Collection entries
::::

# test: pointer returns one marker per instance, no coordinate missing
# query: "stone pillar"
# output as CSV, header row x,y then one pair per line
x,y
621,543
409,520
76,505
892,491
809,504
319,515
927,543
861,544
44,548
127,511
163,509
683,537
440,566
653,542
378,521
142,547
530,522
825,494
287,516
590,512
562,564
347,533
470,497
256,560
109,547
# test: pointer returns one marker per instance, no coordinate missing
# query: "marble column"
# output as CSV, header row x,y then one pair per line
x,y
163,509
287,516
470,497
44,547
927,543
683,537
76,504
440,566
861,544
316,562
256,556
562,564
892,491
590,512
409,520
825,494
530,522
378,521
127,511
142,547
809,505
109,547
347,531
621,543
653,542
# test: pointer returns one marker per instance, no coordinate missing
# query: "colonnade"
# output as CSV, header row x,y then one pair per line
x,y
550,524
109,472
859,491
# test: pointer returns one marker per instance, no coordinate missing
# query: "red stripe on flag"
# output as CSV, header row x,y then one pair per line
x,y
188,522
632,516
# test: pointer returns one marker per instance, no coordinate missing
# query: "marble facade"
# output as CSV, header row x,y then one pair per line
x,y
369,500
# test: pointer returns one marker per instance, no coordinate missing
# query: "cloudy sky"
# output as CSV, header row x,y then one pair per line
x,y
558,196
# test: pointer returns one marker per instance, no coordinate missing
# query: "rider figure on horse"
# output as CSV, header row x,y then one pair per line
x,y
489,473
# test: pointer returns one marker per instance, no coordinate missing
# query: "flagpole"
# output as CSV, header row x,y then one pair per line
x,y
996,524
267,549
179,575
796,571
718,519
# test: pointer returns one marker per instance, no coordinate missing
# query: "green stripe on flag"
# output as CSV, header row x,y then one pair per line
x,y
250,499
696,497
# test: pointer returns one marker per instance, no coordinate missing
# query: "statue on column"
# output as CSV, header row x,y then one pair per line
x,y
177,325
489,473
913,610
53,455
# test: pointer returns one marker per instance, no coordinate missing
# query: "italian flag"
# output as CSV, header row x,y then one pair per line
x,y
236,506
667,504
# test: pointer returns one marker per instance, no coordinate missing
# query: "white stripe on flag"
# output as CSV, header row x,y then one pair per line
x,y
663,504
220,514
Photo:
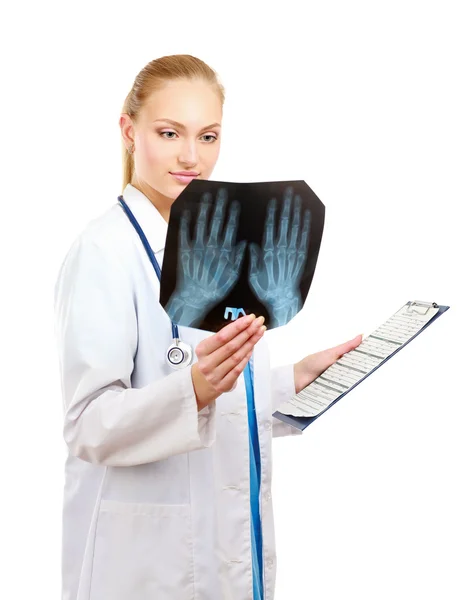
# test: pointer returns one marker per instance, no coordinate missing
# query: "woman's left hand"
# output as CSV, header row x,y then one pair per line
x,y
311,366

::::

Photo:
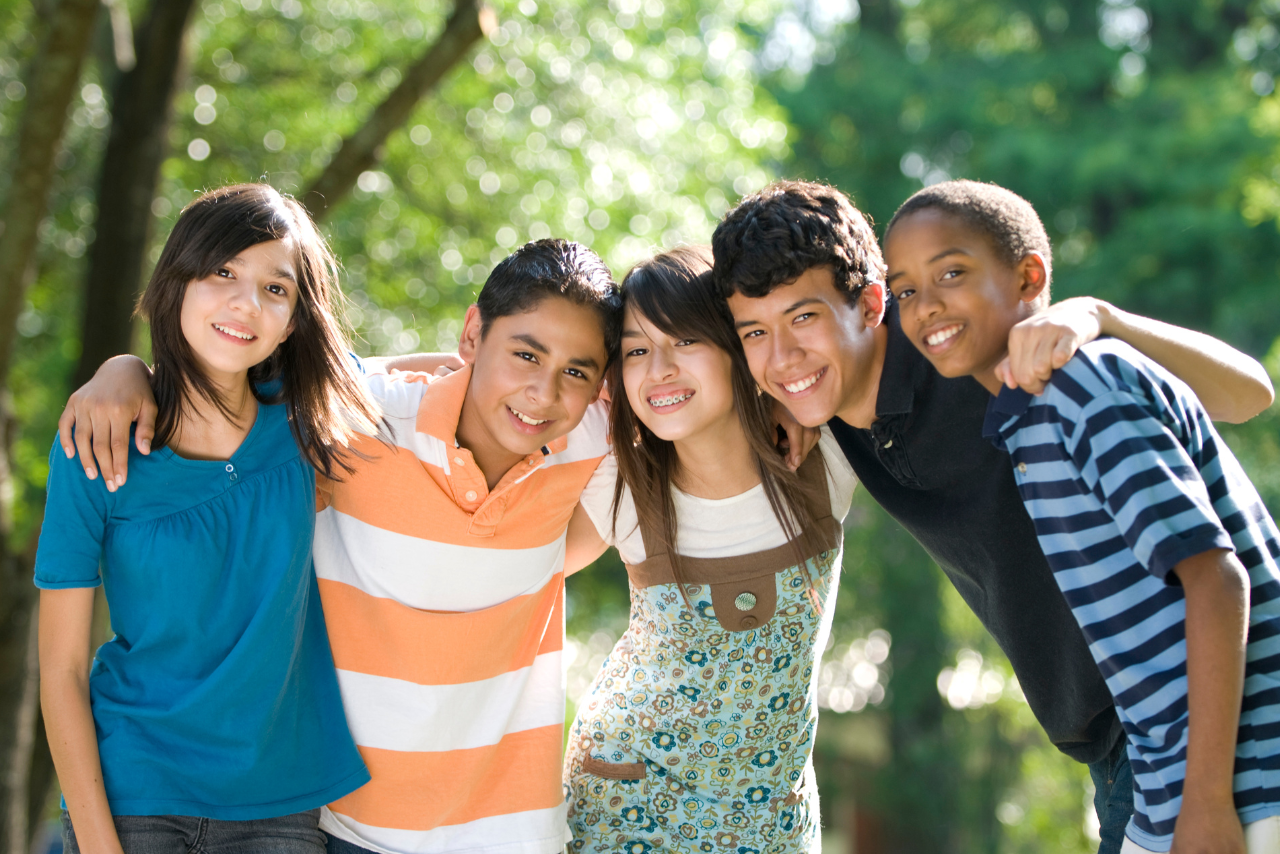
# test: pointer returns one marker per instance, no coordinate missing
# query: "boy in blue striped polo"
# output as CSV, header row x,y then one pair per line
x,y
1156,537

::::

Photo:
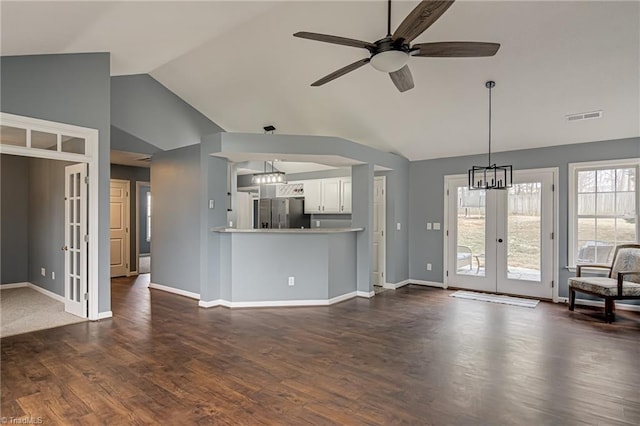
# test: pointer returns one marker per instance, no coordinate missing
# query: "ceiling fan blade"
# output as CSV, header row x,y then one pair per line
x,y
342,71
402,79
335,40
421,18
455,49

::::

### [What this task involves]
Pull out every line of the listing above that contains the string "column". Treat uppercase and lowercase as different.

### [Answer to the task]
# query: "marble column"
# query: "statue on column"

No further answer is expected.